- List of tasks -
1) In the article on the cross-strait service trade agreement, which agreement signed in June 2010 would the new pact follow up?
2) Please carry the article on the cross-strait service trade agreement forward from its final sentence.

+++ Source extract +++

Public concern has risen over the signing of a cross-strait service trade agreement scheduled for next month because President Ma Ying-jeou’s (馬英九) administration has only touted its benefits, while refusing to discuss any possible negative impact.
The Mainland Affairs Council, the Ministry of Economic Affairs and the Financial Supervisory Commission yesterday held a joint forum to brief the public on the accord, after Straits Exchange Foundation Vice Chairman Kao Koong-lian’s (高孔廉) announcement on Friday that the pact was likely to be signed next month.
Kao said the foundation had made a proposal to its Chinese counterpart, the Association for Relations Across the Taiwan Straits (ARATS), that foundation Chairman Lin Join-sane (林中森) and ARATS Chairman Chen Deming (陳德銘) meet next month to sign the agreement.
If inked, the agreement would be a major follow-up to the cross-strait Economic Cooperation Framework Agreement (ECFA) signed in June 2010.
It would also see Taiwan open up its financial, medical care and travel agency services to China, with the telecommunications sector being partially liberalized.
The meeting, if held, would be the ninth high-level cross-strait meeting since 2008.
During the forum, the ministry presented a report illustrating the government’s facilitation of the inking of the agreement.
However, to participants’ apparent astonishment, the report merely featured a chapter listing the potential benefits of the accord, with no mention of the possible negative impact the agreement could have on the nation’s society and economy.
Mainland Affairs Council Minister Wang Yu-chi (王郁琦) said at the forum that the council had concluded an evaluation report on the accord’s effectiveness and would send it to the legislature’s Internal Administration Committee.
Vice Minister of Economic Affairs Bill Cho (卓士昭) said the ministry had sought opinions from all sectors of society — including concerned business proprietors, China-based Taiwanese businesspeople and various workers’ unions and associations — on the main service sectors that Taiwan would liberalize under the accord.

+++ Record set +++

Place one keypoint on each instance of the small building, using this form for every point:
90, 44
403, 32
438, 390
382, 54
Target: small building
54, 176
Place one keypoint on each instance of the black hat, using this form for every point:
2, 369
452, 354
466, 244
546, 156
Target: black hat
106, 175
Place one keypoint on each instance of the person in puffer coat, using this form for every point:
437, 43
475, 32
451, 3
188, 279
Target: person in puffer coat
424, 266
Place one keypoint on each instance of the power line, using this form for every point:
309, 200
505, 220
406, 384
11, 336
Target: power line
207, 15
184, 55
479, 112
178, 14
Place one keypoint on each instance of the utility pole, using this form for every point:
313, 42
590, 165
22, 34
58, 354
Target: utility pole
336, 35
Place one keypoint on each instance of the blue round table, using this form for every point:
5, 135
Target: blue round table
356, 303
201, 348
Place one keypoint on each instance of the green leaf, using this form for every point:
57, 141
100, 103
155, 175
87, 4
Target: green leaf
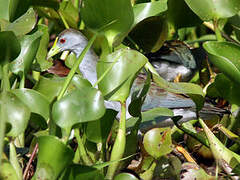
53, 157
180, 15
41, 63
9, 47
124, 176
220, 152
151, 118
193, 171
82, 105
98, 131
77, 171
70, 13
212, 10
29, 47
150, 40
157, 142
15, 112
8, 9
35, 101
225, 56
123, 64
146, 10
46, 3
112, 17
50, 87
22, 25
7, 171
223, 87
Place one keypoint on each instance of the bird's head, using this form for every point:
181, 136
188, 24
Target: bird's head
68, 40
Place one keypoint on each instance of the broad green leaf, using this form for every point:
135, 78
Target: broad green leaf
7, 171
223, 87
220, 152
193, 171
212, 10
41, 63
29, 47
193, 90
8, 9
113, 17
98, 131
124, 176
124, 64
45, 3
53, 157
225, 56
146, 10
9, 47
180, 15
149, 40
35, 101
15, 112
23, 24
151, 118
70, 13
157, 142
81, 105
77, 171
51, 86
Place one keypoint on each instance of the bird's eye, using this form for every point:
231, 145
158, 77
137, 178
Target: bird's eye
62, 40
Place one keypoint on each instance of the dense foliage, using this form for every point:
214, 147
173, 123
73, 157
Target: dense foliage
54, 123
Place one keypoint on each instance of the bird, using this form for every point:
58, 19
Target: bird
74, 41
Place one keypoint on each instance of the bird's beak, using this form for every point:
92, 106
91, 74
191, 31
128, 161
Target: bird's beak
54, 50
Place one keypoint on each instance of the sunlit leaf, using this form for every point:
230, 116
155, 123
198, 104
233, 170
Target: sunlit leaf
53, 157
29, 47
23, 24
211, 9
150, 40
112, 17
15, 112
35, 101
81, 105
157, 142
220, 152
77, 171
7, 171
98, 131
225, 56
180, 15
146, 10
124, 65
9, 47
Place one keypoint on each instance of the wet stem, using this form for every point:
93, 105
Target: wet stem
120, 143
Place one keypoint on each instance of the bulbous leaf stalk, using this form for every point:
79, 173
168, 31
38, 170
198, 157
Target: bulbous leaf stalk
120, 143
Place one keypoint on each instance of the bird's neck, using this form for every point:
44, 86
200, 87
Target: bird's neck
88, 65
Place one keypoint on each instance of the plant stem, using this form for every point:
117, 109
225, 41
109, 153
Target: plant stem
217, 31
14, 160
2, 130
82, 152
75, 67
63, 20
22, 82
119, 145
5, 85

+++

- Answers to the tasks -
1) The cross-strait Economic Cooperation Framework Agreement (ECFA).

2)
“These areas of services were agreed upon after we, based on the principle of ‘maximizing benefits and minimizing negative impacts,’ discreetly evaluated [the pros and cons of] opening them up,” Cho said.
Cho added that in light of public concerns and the nature of cross-strait economic exchanges, the government did not agree to liberalize its professional service industry, involving lawyers, physicians and accountants.
“The ministry also gave a detailed report on the pact at a closed-door meeting of the Internal Administration Committee on May 2. However, we could not make this information known to the public right away because the final version of the accord is still subject to changes until after it is signed,” Cho said.
On the liberalization of securities markets, Securities and Futures Bureau Director-General Huang Tien-mu (黃天牧) said the move was unlikely to have a significant impact, given the current openness of Taiwan’s securities markets to foreign investment.
Asked if relevant government agencies have conducted evaluations of the pact’s potential impact, Mainland Affairs Council Deputy Minister Lin Chu-chia (林祖嘉) said concerned departments had provided input on the matter.
“Most of them concluded that the pact’s benefits would outweigh its negative effects, while others believed that the accord would have little or no impact,” Lin Chu-chia said.